> [Written instruction] Reproduce the records below with "Example call" switched to "Sample call" everywhere it occurs, leaving every other line untouched.

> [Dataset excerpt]
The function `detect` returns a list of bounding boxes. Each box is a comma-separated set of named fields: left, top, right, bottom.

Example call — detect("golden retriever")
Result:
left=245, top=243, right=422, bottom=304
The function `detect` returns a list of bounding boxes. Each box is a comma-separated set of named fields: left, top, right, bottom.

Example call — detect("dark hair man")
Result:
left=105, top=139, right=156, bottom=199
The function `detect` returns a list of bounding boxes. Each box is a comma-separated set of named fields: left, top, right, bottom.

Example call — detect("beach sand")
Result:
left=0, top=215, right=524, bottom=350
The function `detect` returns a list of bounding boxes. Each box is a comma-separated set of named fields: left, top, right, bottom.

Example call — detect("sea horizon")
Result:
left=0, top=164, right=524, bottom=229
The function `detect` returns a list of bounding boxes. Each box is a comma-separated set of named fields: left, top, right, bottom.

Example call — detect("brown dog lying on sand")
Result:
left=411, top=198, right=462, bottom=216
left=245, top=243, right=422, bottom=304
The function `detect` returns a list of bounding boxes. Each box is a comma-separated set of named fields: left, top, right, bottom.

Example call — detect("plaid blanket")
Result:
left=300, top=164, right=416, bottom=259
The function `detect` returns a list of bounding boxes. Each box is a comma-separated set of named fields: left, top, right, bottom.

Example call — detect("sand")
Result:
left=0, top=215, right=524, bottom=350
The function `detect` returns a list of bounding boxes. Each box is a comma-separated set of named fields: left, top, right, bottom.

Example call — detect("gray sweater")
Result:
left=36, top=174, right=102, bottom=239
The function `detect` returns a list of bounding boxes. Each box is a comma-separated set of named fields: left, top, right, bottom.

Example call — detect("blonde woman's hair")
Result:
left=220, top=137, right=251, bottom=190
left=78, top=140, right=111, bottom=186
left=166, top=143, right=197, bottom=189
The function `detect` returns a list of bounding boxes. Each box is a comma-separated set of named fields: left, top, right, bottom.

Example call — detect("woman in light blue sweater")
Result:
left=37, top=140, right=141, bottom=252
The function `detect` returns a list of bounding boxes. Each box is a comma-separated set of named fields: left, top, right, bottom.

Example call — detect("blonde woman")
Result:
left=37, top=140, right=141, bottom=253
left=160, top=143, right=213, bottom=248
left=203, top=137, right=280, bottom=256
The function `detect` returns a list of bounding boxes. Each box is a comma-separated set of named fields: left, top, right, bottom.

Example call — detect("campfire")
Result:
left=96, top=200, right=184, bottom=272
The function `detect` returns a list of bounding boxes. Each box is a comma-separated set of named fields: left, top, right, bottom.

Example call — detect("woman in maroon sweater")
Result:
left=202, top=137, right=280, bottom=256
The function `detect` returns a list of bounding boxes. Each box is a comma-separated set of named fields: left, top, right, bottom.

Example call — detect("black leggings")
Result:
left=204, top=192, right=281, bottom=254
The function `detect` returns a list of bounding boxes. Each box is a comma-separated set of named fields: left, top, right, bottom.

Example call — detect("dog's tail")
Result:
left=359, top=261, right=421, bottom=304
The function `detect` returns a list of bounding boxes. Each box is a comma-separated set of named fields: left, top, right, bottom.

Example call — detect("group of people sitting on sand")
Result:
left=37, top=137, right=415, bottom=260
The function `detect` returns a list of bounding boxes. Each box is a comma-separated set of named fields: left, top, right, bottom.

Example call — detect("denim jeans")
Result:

> [Solution for this problem]
The function `detect` returns a list of bounding boxes. Each box is a comma-separated set of named fields: left, top, right, bottom.

Sample call — detect("golden retriever")
Result:
left=245, top=243, right=422, bottom=304
The function `detect` returns a list of bounding boxes. Each box is a comma-separated set of named fields: left, top, right, bottom.

Sample call — detect("dark hair man")
Result:
left=105, top=139, right=156, bottom=199
The function `detect` returns a list of bounding boxes. Each box is a comma-separated set of named fields: left, top, right, bottom.

Sample call — detect("beach sand")
Result:
left=0, top=215, right=524, bottom=350
The function `detect` returns a list of bounding boxes. Each box is a comma-separated set of named fields: left, top, right, bottom.

Sample call — detect("sea horizon")
Result:
left=0, top=164, right=524, bottom=229
The function `detect` returns a list of bounding boxes. Each box is a comma-separated set of named fields: left, top, right, bottom.

Sample call — detect("brown dog lying on sand")
Result:
left=411, top=198, right=462, bottom=216
left=245, top=243, right=422, bottom=304
The function `detect` returns a list of bounding boxes. Each box is a comma-separated set of named fields: left, top, right, bottom.

Sample call — detect("plaid blanket")
Result:
left=300, top=164, right=416, bottom=259
The function `detect` returns a list of bounding boxes. Each box is a comma-separated set of named fields: left, top, right, bottom.

Sample call — detect("sand")
Result:
left=0, top=215, right=524, bottom=350
The function `detect` returns a list of bounding boxes. Each box is a comma-separated set of named fields: left, top, right, bottom.

Sample call — detect("gray sweater")
Result:
left=36, top=174, right=102, bottom=239
The function `detect` returns a list of bounding boxes. Each box is a comma-separated set of named fields: left, top, right, bottom.

Sample call — detect("blonde woman's hair")
Result:
left=220, top=137, right=251, bottom=190
left=78, top=140, right=111, bottom=186
left=166, top=143, right=197, bottom=189
The function `detect` returns a list of bounding boxes. Each box is a comma-separated set of named fields: left, top, right, bottom.

Sample call — detect("woman in light blue sweater")
Result:
left=37, top=140, right=141, bottom=252
The function `detect` returns a list of bounding boxes. Each box is a comma-separated set of named fields: left, top, right, bottom.

Sample call — detect("blonde woman")
Result:
left=37, top=140, right=141, bottom=253
left=160, top=143, right=213, bottom=248
left=203, top=137, right=280, bottom=256
The function `detect` returns a list of bounding boxes. Each box is a comma-separated set of named fields: left, top, right, bottom.

Sample call — detect("campfire")
Result:
left=96, top=200, right=184, bottom=272
The function `detect` returns a list of bounding boxes. Each box is a comma-separated set of named fields: left, top, right, bottom.

Sample call — detect("woman in maroon sweater")
Result:
left=202, top=137, right=280, bottom=256
The function `detect` returns a list of bounding boxes. Each box is a comma-separated set of named fields: left, top, right, bottom.

Sample call — detect("black leggings")
Result:
left=204, top=192, right=281, bottom=254
The function `detect` returns a list of bounding boxes. Each box is a comma-separated set of named fields: left, top, right, bottom.

Sample call — detect("dog's tail")
Result:
left=359, top=261, right=421, bottom=304
The function `detect` returns a list of bounding boxes. Each box is a comma-separated set of named fields: left, top, right, bottom.

Sample call — detect("group of people sitting on sand")
Result:
left=37, top=137, right=415, bottom=260
The function `detect` returns a list of bounding boxes. Each box is a comma-separated set of named fields: left, top, right, bottom.

Sample call — detect("denim jeans")
Result:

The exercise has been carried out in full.